## Extract provided
^^^^^^^^^^^^^^^^

Re: Searching with or without diacritics

Posted by AHMET ARSLAN <io...@yahoo.com>.
> Hi,
> 
> Thanks for the suggestions, perhaps I am closer to the
> goal, but still don't
> get the result. I would like to find accented characters
> (mapped by the
> MappingCharFilterFactory) by writing unaccented queries. On
> this page:
> 
> http://issues.ez.no/IssueView.php?Id=14742&activeItem=2
> 
> I've found that the MappCharFilter should be added to both
> the index and
> query type of analyzers.... I heard of these two types now
> for first. Is
> this the issue? I did not have so far any my analyzers
> marked with type "index" neither "query".

Since it is not marked with type "index" neither "query", it used for both.

Can you try this fieldType and give feedback: 

<fieldtype class='solr.TextField' name='text' positionIncrementGap='100'>
      <analyzer>
        <charFilter class="solr.MappingCharFilterFactory"
          mapping="mapping-ISOLatin1Accent.txt"/>
          <tokenizer class="solr.CharStreamAwareWhitespaceTokenizerFactory"/>
          <filter class='solr.LowerCaseFilterFactory' />
      </analyzer>
</fieldtype>

Just to make sure: 

You are using latest nightly build of solr, right?

mapping-ISOLatin1Accent.txt file - under the conf directory - contains the character mappings that you want to replace?

Just FYI StandardFilter is meaningless without StandardTokenizer. So i removed it from you field type.

Hope this helps.


      

Re: Searching with or without diacritics

Posted by György Frivolt <fi...@gmail.com>.
Hi,

Thanks for the suggestions, perhaps I am closer to the goal, but still don't
get the result. I would like to find accented characters (mapped by the
MappingCharFilterFactory) by writing unaccented queries. On this page:

http://issues.ez.no/IssueView.php?Id=14742&activeItem=2

I've found that the MappCharFilter should be added to both the index and
query type of analyzers.... I heard of these two types now for first. Is
this the issue? I did not have so far any my analyzers marked with type
"index" neither "query".

Now I use these schema.xml snippets.

    <fieldtype class='solr.TextField' name='text'
positionIncrementGap='100'>
      <analyzer>
        <charFilter class="solr.MappingCharFilterFactory"
          mapping="mapping-ISOLatin1Accent.txt"/>
        <tokenizer class="solr.WhitespaceTokenizerFactory"/>
        <filter class='solr.StandardFilterFactory' />
        <filter class='solr.LowerCaseFilterFactory' />
      </analyzer>
    </fieldtype>

and

    <field indexed='true' multiValued='true' name='text' stored='false'
type='text' />

Please excuse my little knowledge in solr...very curious about cracking this
nut. Thanks!

Georg


On Thu, Sep 17, 2009 at 7:26 PM, AHMET ARSLAN <io...@yahoo.com> wrote:

> > The sequence of the TokenizerChain is
> > not correct... Filters must be after tokenizer:
>
> Correct for TokenFilter(s), wrong for charFilter(s).

^^^^^^^^^^^^^^^^

## Extracted entries
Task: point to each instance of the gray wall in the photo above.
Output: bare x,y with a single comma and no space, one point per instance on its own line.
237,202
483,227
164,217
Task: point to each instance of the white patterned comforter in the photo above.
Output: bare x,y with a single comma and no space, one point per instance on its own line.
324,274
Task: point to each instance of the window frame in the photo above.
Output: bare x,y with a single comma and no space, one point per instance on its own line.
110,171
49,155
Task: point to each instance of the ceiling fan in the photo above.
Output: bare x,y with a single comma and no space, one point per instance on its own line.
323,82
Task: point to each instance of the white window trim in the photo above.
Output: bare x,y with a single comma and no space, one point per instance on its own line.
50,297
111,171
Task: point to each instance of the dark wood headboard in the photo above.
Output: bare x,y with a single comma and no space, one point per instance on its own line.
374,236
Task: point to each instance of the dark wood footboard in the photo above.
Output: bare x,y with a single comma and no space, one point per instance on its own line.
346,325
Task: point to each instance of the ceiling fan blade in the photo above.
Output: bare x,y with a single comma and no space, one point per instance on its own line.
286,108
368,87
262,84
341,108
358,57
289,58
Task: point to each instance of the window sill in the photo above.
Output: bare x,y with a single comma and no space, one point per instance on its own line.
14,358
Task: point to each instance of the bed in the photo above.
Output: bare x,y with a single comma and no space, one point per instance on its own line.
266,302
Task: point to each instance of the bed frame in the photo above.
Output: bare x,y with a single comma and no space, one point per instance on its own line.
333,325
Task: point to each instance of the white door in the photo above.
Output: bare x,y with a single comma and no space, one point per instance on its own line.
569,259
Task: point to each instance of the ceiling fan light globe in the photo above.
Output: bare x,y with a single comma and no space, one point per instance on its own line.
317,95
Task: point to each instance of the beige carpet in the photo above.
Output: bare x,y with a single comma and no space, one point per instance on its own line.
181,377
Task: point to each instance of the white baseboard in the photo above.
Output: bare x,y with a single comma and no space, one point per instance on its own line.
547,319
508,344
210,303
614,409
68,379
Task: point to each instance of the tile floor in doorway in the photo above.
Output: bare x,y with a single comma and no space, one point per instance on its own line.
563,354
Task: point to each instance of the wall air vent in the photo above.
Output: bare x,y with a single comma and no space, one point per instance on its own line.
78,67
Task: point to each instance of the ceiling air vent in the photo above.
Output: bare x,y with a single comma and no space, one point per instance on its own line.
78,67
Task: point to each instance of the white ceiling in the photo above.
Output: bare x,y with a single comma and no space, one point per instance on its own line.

^^^^^^^^^^^^^^^^

## Jobs
1 – Answer these questions about the Solr diacritics thread, one line each:
(a) Which tokenizer factory appears in the fieldType that AHMET ARSLAN suggests trying?
(b) According to the same reply, StandardFilter is meaningless without what?
(c) In the field definition that György Frivolt posts, what value is given for stored?
2 – Write out the part of the Solr diacritics thread starting with "Can you try" and going on through "of solr, right?", and change "nightly build" to "stable release".

## Results
1 –
(a) solr.CharStreamAwareWhitespaceTokenizerFactory
(b) StandardTokenizer
(c) 'false'

2 –
Can you try this fieldType and give feedback: 

<fieldtype class='solr.TextField' name='text' positionIncrementGap='100'>
      <analyzer>
        <charFilter class="solr.MappingCharFilterFactory"
          mapping="mapping-ISOLatin1Accent.txt"/>
          <tokenizer class="solr.CharStreamAwareWhitespaceTokenizerFactory"/>
          <filter class='solr.LowerCaseFilterFactory' />
      </analyzer>
</fieldtype>

Just to make sure: 

You are using latest stable release of solr, right?